### [Что нужно сделать]
[A] Откуда и куда переселили духоборов в двадцатые годы, согласно фрагменту о духоборах?
[B] Перепишите участок фрагмента о духоборах от «Не имея и не» до «излишней для крестьянина.» включительно, поменяв «жители Славянки» на «сельчане».
[C] Перечислите, пожалуйста, все культуры, которыми, согласно фрагменту о духоборах, были засеяны поля вокруг Славянки.

Несколько позже Верещагин побывал в деревне Славянка, где познакомился с бытом русских переселенцев-духоборов, приверженцев одной из сект, людей веселых и приветливых. В двадцатые годы они были переселены из центральных губерний России в Таврию, а оттуда в Закавказье. В первое время они бедствовали на новом месте. Обстраиваться было трудно, так как леса вблизи не было, а подвозить древесину по горным тропам затруднительно. Но кое-как обстроились, обжились.
Эти сведения о закавказских духоборах мы узнаем из второго очерка Верещагина. Художник присутствовал на богослужении сектантов, весьма несложном.
«В воскресенье провели меня в избу, назначенную для собраний, – пишет он. – Очень чистая обыкновенная крестьянская горница, просторная, но низкая, с большой русской печью и увешанная красивыми полотенцами, битком набита народом. Мужчины – с одной стороны, жинки – с другой; постарше летами сидят на лавках, остальные стоят. Начинают поочередно читать молитвы; если кто ошибется, его тотчас же поправляют:
– Не так ты говоришь!
– Как не так, как же еще?..»
Верещагин подметил, что религиозные представления духоборов очень неопределенны, расплывчаты. Никаких писаний они не имели и не признавали. Молитвы знали (особенно мужчины) неуверенно, не вникали в их смысл.

Духоборы на молитве. 1865 г. Рисунок
Верещагин со слов старых и молодых записал псалмы, распеваемые духоборами. Когда же художник просил растолковать смысл исполнявшихся песнопений, ему обычно давали неопределенный ответ: «Кто ж его знает» – или весьма невежественно и запутанно объясняли.
Не имея и не признавая ни книг, ни писаний, жители Славянки и сами не знали грамоты, и детей своих не учили, так как считали ее излишней для крестьянина.
Художник оставил описание духоборских жилищ: «Дома у духоборцев совершенно такие же, что и во всей южной России: снаружи резьба, полотенца, коньки со всадниками, петушки и т. п. украшения. Внутри дома чрезвычайно опрятно, стены чисто выбелены и иногда позавешаны чем бог послал: полотенцами, узорными бумажками, лубочными картинками и др. в этом роде».
В деревне Верещагин заметил много пчелиных ульев. Окружавшие Славянку поля были засеяны рожью, пшеницей, гречихой, коноплей, льном, картофелем.

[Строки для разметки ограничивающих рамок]
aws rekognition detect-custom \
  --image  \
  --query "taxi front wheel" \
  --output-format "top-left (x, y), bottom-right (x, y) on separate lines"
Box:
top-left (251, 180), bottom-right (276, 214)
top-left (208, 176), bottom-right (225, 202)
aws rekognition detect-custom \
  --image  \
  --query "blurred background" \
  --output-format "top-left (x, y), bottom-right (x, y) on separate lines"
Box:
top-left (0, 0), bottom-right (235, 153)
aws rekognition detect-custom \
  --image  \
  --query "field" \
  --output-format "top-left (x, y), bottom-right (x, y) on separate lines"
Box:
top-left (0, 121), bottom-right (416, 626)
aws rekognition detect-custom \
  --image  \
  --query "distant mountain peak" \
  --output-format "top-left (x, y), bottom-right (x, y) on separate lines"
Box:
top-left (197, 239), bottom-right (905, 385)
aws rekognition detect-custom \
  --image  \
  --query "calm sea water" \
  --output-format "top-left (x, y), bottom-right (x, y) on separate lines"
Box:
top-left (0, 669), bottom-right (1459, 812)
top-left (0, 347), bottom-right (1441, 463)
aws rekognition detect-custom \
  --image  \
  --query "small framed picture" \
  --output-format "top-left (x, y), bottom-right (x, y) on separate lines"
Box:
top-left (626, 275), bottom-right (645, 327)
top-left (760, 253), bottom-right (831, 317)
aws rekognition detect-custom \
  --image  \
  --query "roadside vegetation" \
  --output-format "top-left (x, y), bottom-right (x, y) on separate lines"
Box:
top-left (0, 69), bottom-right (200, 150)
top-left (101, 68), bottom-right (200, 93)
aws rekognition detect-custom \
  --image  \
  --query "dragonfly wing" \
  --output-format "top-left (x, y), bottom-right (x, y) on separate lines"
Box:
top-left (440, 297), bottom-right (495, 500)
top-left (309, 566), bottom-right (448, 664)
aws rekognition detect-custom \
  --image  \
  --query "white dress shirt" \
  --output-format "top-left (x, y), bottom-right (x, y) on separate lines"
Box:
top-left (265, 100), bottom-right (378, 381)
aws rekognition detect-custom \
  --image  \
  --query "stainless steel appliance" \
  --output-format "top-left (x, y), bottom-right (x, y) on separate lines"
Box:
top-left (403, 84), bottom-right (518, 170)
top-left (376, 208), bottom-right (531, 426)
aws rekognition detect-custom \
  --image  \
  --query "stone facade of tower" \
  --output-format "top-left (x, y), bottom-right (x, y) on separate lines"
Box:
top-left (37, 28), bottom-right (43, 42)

### [Решения задач]
[A] Из центральных губерний России в Таврию, а оттуда в Закавказье.

[B]
Не имея и не признавая ни книг, ни писаний, сельчане и сами не знали грамоты, и детей своих не учили, так как считали ее излишней для крестьянина.

[C] Рожь, пшеница, гречиха, конопля, лен, картофель.